=== Begin Enclosure ===

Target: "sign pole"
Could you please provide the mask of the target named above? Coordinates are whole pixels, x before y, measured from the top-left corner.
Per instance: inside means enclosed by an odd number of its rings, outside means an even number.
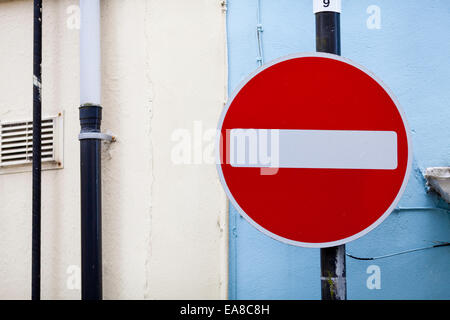
[[[314,0],[316,51],[341,55],[341,0]],[[345,245],[320,249],[322,300],[346,300]]]

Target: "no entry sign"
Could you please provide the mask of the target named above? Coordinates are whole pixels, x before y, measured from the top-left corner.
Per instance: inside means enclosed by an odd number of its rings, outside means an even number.
[[[409,131],[390,90],[339,56],[274,61],[230,98],[218,171],[239,213],[304,247],[361,237],[395,208],[411,166]]]

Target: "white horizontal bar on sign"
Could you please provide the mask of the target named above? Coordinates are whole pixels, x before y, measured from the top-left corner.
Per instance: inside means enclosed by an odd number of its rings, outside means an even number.
[[[233,167],[397,168],[395,131],[231,129]]]

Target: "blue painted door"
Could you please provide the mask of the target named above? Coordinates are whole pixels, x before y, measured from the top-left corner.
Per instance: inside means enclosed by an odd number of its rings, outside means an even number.
[[[423,177],[427,167],[450,166],[448,30],[448,0],[343,1],[342,56],[391,88],[406,112],[414,151],[399,209],[349,243],[352,255],[377,257],[450,241],[449,207],[427,192]],[[227,32],[231,93],[259,66],[259,57],[267,62],[315,51],[312,0],[229,0]],[[320,299],[319,250],[272,240],[232,207],[229,269],[230,299]],[[349,299],[450,299],[450,247],[369,261],[348,257],[347,286]]]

=== End Enclosure ===

## EXERCISE REQUIREMENTS
Wherever the word "sign" shows up in the material, copy the line it is on.

## ANSWER TO THE PROBLEM
Target: "sign pole"
Target: "no entry sign"
Target: "white horizontal bar on sign"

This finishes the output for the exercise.